WHAT IS ASKED: Transcribe all of the entries below line for line, without changing a single character.

-------- LISTING

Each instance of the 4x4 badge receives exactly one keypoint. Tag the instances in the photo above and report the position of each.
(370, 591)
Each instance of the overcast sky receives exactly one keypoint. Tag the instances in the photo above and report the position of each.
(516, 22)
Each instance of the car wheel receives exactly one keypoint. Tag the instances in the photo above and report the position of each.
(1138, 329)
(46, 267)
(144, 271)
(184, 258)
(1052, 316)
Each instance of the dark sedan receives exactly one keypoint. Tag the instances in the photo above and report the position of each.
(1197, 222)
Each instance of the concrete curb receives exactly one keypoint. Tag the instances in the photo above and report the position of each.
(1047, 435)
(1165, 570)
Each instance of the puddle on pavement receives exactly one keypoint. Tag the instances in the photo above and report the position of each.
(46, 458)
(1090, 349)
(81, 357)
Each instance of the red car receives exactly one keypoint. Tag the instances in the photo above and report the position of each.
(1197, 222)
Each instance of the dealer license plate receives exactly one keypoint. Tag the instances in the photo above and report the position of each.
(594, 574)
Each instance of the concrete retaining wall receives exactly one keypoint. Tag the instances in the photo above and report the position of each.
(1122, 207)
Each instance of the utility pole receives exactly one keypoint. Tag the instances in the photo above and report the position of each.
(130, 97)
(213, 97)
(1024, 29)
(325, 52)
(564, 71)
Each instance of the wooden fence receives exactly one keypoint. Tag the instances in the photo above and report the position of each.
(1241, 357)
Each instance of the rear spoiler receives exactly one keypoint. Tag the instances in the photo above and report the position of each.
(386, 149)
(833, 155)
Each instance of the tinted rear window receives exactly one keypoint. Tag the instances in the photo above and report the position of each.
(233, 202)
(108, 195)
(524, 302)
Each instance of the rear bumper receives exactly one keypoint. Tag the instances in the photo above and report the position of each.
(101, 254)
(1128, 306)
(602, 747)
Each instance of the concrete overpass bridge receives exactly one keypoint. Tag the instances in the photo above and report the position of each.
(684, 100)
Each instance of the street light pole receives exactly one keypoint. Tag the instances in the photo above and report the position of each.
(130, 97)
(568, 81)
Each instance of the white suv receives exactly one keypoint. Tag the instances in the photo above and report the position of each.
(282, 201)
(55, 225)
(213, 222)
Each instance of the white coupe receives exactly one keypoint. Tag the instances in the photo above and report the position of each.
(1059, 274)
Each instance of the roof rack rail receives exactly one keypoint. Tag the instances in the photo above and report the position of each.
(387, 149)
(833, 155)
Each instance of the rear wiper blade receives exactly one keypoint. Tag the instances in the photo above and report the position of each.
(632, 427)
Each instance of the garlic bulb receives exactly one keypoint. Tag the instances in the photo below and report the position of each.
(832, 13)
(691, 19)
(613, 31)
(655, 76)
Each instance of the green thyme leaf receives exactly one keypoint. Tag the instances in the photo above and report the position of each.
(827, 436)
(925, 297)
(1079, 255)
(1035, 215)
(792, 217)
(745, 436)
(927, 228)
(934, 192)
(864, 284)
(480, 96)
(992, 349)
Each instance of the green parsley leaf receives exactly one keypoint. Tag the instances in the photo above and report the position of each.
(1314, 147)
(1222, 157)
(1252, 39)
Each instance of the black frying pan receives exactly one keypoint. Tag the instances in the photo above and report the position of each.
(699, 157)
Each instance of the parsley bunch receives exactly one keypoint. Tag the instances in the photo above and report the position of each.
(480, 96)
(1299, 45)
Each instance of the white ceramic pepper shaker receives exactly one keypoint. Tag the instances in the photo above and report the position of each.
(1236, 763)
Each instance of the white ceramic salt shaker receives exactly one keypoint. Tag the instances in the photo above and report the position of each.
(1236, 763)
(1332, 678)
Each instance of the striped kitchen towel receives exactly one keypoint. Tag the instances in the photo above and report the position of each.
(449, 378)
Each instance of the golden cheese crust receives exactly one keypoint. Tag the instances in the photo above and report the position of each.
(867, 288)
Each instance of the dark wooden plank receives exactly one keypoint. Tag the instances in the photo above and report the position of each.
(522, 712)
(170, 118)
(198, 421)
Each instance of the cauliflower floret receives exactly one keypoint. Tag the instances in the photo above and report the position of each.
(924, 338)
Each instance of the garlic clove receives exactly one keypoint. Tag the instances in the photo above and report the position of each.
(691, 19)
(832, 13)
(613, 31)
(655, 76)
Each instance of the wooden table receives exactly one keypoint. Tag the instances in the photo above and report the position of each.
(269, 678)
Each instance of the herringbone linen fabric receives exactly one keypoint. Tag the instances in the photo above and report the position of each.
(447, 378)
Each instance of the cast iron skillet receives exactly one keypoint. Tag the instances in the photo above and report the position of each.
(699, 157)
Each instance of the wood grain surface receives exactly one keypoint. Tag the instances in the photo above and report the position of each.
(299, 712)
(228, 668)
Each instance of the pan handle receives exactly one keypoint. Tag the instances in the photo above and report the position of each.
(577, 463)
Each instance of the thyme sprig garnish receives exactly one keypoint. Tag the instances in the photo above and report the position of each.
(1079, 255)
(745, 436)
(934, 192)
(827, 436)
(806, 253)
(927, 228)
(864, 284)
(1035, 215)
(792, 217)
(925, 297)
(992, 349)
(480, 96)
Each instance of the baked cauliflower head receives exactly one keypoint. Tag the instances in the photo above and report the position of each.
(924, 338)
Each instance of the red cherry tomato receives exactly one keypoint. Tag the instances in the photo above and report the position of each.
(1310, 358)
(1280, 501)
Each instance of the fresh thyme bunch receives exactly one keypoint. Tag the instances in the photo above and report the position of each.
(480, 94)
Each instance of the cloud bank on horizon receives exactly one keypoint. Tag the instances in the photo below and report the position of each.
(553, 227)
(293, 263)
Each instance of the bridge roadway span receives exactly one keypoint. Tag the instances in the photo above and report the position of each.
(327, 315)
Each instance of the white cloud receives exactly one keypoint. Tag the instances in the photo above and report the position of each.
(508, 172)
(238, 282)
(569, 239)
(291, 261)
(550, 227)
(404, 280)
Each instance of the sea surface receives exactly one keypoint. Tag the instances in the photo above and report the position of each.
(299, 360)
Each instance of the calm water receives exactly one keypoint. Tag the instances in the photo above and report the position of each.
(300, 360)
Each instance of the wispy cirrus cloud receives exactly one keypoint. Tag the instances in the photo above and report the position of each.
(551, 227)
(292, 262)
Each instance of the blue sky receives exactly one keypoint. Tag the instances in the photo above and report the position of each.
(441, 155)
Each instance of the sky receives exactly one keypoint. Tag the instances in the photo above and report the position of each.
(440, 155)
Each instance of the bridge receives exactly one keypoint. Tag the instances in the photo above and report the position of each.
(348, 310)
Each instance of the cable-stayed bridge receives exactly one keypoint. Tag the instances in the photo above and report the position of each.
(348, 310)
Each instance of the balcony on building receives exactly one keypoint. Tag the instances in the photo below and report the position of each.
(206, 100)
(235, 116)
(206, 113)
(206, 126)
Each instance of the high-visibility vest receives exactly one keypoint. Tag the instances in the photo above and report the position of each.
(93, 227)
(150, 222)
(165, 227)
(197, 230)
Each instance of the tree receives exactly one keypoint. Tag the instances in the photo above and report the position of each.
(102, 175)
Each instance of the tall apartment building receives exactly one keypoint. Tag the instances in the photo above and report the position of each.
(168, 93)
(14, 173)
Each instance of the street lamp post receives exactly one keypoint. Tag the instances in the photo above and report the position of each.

----------------

TASK RESPONSE:
Each instance of the 4x4 badge receives exactly one keypoint. Tag the instances in the photo above and report the position of each.
(370, 591)
Each instance of the overcast sky receives exactly one keypoint. Tag the instances in the photo above and report the position of each.
(516, 22)
Each instance of the car wheel receives exactly one keypoint. Tag the instances in the photo above and report the position of each.
(1138, 329)
(46, 267)
(144, 271)
(184, 258)
(1052, 316)
Each instance of the dark sedan receives exactly one keypoint. Tag the instances in the photo above and report the position of each.
(1197, 222)
Each instance of the concrete curb receives exactly one keypoint. Tag the instances in the photo above and report the position of each.
(1047, 435)
(1165, 570)
Each instance of the puddle on pavement receives exactly one keypoint. Tag the instances in the photo above and report the position of each.
(46, 458)
(1090, 349)
(81, 357)
Each instance of the red car receives exactly one keypoint. Tag the instances in the photo above and report the position of each.
(1197, 222)
Each instance of the dealer license plate receives exactly one keypoint. Tag the instances in the photo above and report the position of each.
(594, 574)
Each instance of the concrete retaining wall receives exactly one keypoint. Tag the instances in the photo above and report the position of each.
(1122, 207)
Each instance of the utility pole receives exactly one keypoint. Tag the instances in the photo above and report the position of each.
(130, 97)
(213, 97)
(1024, 29)
(325, 52)
(564, 71)
Each instance of the wooden fence receives exactly one keypoint. Tag the instances in the photo above and report the position of each.
(1241, 357)
Each instance of the rear spoiler receives exactly one keypoint. Tag the instances in the photo above and report the position of each.
(386, 149)
(833, 155)
Each instance of the tinted rear window receives exactly one keypoint. Tag the instances in the photo above and report the position of each.
(233, 202)
(108, 195)
(524, 302)
Each instance of the rear bumper receives exactly one keypoint. Tag the instances in the photo above and report the position of each.
(101, 254)
(1128, 306)
(602, 747)
Each instance of the concrete overpass bridge receives exactly one keypoint. Tag the instances in the photo above and report the position of each.
(684, 100)
Each instance of the street light pole receives exactly one keypoint. Tag the instances in the photo above and report the position of each.
(130, 97)
(568, 81)
Each instance of the white suv receives exactly one keypoint. Tag the instances in the photo above and report the position of each.
(282, 201)
(55, 225)
(213, 222)
Each instance of the white coupe receives exactly one keypoint. Tag the instances in the photo above and report the position of each.
(1059, 274)
Each instance of the roof rack rail receives exactly one keypoint. Tag the instances in the photo above and report the position of each.
(387, 149)
(833, 155)
Each instance of the rear wiper blade receives exactly one keypoint. Tag the instances in the photo above and report the position of each.
(632, 427)
Each instance of the garlic bulb receives exactly one keypoint. Tag the instances in the photo below and report the position of each.
(832, 13)
(691, 19)
(613, 31)
(655, 76)
Each instance of the green thyme leaf receives exactly one keypoint. Tag the instances in the photo above and report the position of each.
(827, 436)
(925, 297)
(1079, 255)
(1035, 215)
(792, 217)
(745, 436)
(927, 228)
(934, 192)
(864, 284)
(480, 96)
(992, 349)
Each instance of the green parsley leaf receives exactly one keypoint. Tag the instances in the photo above and report the position of each.
(1314, 147)
(1222, 157)
(1252, 39)
Each instance of the black frying pan receives exactly one keypoint. Tag the instances in the photo above and report the position of each.
(699, 157)
Each instance of the parsley bunch receives exactly one keypoint. Tag the instances in the photo above and report the position of each.
(480, 96)
(1299, 45)
Each instance of the white ceramic pepper shaker receives exactly one keypoint. Tag the instances in the photo above and report the position of each.
(1236, 763)
Each instance of the white ceramic salt shaker receives exactly one keypoint. Tag the instances in the photo above and report the position of each.
(1236, 763)
(1332, 678)
Each instance of the striped kitchen towel receives exactly one keypoint. Tag the instances in the photo above and report the position of each.
(449, 378)
Each instance of the golden cheese crust receives exactly one keypoint. Tag the instances in the photo above and report the position of each.
(867, 288)
Each instance of the dark wooden plank receives exactly one keypoint. Tag the instances in the photo above and report the position of each.
(522, 712)
(170, 118)
(198, 421)
Each instance of the cauliflower floret receives exactly one keypoint. Tag the instances in the photo above and report the position of each.
(924, 338)
Each instance of the garlic clove receives exactly one keypoint. Tag the instances in the photo above and report the position of each.
(691, 19)
(832, 13)
(613, 31)
(655, 76)
Each instance of the wooden table receives exactly one keypoint. Tag the instances in the photo above and report the position of each.
(269, 678)
Each instance of the herringbone linen fabric receives exactly one keypoint. Tag the instances in the photo above and report the position of each.
(447, 378)
Each instance of the cast iron skillet receives exactly one keypoint. Tag the instances in the photo above and report the position of each.
(699, 157)
Each instance of the wood grain surface receives exactly one keypoint. Tag the instances in the photo above and report the position of each.
(299, 712)
(228, 668)
Each instance of the pan handle receives exactly one keypoint. Tag the instances in the photo above and report the position of each.
(577, 463)
Each instance of the thyme sprig garnish receives exactly one keypoint. Tag the instances in the photo above and report the position of each.
(1079, 255)
(745, 436)
(934, 192)
(827, 436)
(806, 253)
(927, 228)
(864, 284)
(1035, 215)
(792, 217)
(925, 297)
(992, 349)
(480, 96)
Each instance of the baked cauliflower head receives exactly one keypoint. Tag the instances in the photo above and report the position of each.
(924, 338)
Each instance of the red cherry tomato receives exactly one keypoint. Tag the instances in the photo above and report the position of each.
(1310, 358)
(1280, 501)
Each instance of the fresh thyme bunch receives exactly one keypoint. Tag the instances in the photo above and report the position of each.
(480, 94)
Each instance of the cloud bank on horizon receives exactly one keypoint. Tag the instances in the photo below and report the position of each.
(553, 227)
(293, 263)
Each instance of the bridge roadway span receives exactly one keypoint. Tag the instances in the photo above and report the position of each.
(327, 315)
Each instance of the white cloud receives exactly one keypoint. Tag the instances in the photo above and report the position of each.
(508, 172)
(238, 282)
(569, 239)
(291, 261)
(550, 227)
(404, 280)
Each instance of the sea surface receives exactly one keypoint. Tag the instances in the photo above and report the position of each.
(299, 360)
Each instance of the calm water receives exactly one keypoint. Tag the instances in the photo above and report the position of each.
(300, 360)
Each instance of the wispy cirrus cloud receives exactly one keypoint. Tag the instances in the photo above and report the position of each.
(551, 227)
(292, 262)
Each instance of the blue sky receives exactly one keypoint. Tag the instances in the photo above and report the position of each.
(441, 155)
Each instance of the sky receives exactly one keypoint. Tag the instances in the photo above and report the position of each.
(440, 155)
Each instance of the bridge receives exactly one keypoint. Tag the instances in the photo above and report the position of each.
(348, 310)
Each instance of the cable-stayed bridge receives exactly one keypoint. Tag the instances in the photo above and report the position of each.
(348, 310)
Each instance of the balcony on building receives exactly one keypoint. Tag the instances in the photo below and report the position of each.
(206, 100)
(235, 116)
(206, 113)
(206, 126)
Each instance of the high-visibility vest receives exactly one keypoint. Tag the instances in the photo above and report the position of each.
(93, 227)
(150, 222)
(165, 227)
(197, 230)
Each instance of the tree receives exactly one keypoint. Tag the instances in the photo above and report the position of each.
(102, 175)
Each instance of the tall apartment building receives exactly one keypoint. Tag the instances in the photo above and report the position of each.
(168, 93)
(14, 173)
Each instance of the street lamp post receives exactly one keypoint. Tag the instances in the photo above and report the position of each.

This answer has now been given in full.